§ TASK DIRECTIONS
The lines to be copied run from the one containing "Target: hockey player" to the end of the material below; reproduce them exactly, including both ends, and nothing more.

########

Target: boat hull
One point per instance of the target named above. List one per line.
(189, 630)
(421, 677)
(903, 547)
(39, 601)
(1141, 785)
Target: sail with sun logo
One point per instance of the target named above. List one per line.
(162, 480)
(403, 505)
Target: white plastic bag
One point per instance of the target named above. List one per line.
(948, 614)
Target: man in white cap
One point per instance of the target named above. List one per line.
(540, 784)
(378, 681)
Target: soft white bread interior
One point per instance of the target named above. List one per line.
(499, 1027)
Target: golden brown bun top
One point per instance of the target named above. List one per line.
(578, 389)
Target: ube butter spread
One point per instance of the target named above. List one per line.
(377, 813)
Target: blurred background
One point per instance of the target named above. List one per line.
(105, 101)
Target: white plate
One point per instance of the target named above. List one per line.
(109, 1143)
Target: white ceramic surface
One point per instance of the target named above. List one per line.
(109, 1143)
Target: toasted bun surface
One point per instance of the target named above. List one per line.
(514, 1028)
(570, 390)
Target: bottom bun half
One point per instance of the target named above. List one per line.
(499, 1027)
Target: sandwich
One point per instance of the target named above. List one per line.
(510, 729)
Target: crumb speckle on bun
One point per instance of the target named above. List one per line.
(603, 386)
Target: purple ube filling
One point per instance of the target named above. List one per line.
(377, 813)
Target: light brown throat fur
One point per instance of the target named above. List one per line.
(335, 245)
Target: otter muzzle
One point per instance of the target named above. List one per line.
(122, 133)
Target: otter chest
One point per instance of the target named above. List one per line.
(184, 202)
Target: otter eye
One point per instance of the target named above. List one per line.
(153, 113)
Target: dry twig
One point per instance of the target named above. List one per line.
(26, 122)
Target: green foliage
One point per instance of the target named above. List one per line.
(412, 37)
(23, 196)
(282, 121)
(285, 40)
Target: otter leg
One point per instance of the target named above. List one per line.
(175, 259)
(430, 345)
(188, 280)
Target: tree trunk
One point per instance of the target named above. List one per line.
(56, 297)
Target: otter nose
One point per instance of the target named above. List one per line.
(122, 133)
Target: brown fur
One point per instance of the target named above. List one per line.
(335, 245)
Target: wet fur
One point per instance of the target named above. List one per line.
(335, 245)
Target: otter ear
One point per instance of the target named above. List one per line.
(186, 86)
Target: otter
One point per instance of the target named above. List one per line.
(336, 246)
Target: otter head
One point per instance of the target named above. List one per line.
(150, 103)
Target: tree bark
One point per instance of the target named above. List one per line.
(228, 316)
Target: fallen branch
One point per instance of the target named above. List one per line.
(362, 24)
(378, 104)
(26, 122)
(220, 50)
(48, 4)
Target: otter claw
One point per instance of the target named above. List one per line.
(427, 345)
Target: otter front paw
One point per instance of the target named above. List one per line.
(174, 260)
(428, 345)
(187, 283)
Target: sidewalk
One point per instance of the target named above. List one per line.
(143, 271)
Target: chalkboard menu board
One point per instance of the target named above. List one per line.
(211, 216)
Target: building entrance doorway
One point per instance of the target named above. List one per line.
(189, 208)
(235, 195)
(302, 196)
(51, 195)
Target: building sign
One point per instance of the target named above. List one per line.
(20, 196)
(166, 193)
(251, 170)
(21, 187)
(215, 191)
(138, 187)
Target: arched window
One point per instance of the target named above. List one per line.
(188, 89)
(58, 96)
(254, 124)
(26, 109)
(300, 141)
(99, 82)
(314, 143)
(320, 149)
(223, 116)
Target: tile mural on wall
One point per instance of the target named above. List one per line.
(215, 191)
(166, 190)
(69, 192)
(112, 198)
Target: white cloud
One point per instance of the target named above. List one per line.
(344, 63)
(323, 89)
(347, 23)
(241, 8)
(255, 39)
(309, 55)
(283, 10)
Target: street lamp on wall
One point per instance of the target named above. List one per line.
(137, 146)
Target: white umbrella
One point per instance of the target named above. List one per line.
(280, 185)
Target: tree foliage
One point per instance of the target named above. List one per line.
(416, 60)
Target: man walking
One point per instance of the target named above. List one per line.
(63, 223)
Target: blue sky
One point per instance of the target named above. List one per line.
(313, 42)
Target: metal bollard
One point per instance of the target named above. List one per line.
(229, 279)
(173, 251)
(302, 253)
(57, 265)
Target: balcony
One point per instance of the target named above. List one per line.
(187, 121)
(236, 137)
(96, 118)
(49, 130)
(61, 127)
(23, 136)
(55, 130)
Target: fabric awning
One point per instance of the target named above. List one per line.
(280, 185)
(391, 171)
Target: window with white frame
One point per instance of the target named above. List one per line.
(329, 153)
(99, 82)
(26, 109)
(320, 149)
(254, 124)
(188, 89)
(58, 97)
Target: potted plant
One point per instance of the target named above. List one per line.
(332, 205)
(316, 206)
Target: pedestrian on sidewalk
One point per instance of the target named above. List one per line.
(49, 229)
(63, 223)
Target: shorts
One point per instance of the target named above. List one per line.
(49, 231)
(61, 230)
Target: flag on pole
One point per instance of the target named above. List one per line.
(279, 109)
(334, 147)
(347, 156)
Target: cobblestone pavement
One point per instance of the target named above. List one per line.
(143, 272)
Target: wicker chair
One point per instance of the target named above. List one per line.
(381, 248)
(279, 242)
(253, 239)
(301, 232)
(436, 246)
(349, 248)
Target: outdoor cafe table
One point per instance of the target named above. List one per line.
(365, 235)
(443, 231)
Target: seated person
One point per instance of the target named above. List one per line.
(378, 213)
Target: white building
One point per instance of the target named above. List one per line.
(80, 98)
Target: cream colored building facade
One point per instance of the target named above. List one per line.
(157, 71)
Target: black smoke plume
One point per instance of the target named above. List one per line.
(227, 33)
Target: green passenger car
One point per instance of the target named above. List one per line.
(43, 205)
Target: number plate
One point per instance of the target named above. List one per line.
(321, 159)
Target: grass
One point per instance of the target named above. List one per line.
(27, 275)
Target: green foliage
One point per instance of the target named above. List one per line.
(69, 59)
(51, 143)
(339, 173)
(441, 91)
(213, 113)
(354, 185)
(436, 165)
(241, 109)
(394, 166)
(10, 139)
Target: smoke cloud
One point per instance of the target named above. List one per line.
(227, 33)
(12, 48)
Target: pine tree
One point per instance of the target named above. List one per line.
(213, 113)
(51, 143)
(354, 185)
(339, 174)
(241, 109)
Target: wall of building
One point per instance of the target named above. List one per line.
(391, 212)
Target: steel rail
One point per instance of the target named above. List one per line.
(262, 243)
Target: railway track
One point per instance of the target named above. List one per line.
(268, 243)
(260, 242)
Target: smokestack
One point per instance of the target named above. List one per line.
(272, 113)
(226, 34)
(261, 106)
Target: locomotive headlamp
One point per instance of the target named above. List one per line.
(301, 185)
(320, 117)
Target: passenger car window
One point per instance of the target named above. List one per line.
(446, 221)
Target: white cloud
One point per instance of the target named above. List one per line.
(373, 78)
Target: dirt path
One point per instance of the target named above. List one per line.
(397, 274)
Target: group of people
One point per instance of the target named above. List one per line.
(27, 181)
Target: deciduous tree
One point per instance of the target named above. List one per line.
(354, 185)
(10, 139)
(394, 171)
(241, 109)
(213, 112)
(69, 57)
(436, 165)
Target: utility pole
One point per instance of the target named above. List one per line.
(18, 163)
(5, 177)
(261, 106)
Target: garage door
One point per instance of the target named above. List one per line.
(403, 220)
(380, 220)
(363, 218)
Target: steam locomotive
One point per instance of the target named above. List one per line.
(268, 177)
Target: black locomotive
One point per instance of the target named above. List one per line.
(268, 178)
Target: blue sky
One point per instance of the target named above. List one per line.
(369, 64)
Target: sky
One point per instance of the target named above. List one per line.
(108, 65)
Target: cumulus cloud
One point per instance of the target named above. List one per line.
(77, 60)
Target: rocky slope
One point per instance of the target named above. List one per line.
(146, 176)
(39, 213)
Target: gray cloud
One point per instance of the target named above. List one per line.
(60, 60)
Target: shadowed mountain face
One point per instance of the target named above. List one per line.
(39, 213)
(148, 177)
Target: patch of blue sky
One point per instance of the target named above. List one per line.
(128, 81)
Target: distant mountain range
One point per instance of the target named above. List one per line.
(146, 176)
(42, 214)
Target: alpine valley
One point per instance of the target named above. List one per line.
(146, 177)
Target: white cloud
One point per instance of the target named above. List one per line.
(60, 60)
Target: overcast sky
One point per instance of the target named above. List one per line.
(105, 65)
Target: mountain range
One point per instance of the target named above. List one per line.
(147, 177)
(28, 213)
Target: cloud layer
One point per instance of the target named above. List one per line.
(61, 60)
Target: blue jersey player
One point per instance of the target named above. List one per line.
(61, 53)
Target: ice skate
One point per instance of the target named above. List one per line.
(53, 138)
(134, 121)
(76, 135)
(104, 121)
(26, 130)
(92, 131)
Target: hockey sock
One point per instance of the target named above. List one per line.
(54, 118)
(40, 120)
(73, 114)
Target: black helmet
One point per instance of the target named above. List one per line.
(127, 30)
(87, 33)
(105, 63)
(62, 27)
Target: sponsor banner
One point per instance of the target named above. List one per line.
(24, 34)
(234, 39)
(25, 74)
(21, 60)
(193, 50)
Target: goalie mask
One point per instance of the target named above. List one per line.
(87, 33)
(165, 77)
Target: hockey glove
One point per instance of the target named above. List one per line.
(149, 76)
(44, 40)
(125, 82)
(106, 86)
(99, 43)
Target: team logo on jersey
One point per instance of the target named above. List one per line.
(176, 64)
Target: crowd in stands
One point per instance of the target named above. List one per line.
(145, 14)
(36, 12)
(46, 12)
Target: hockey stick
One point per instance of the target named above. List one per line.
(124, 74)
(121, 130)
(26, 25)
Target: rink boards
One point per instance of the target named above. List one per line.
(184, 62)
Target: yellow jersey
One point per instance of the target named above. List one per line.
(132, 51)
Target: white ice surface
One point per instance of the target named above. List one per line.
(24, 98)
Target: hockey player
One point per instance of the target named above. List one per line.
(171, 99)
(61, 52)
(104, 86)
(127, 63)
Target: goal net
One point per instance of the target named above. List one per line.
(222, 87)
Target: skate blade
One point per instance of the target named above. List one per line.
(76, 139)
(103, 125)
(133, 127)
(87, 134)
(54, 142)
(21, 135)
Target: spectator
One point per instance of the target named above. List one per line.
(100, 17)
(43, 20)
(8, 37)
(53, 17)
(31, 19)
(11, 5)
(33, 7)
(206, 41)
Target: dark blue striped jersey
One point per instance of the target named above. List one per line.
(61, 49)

########

§ CORRECT ANSWER
Target: hockey player
One point per instance of the target named above. List one per line.
(171, 99)
(61, 52)
(104, 86)
(127, 63)
Target: goal net
One point per instance of the target named above. List one per line.
(222, 87)
Target: skate blade
One point per instance of the target named above. List one per line.
(76, 139)
(103, 125)
(133, 127)
(87, 134)
(54, 142)
(21, 135)
Target: spectator
One point per instance of the target named above. List one per line.
(100, 17)
(43, 20)
(8, 37)
(53, 17)
(31, 19)
(11, 5)
(33, 7)
(206, 41)
Target: dark blue striped jersey
One point per instance of the target named above. List one per line.
(61, 49)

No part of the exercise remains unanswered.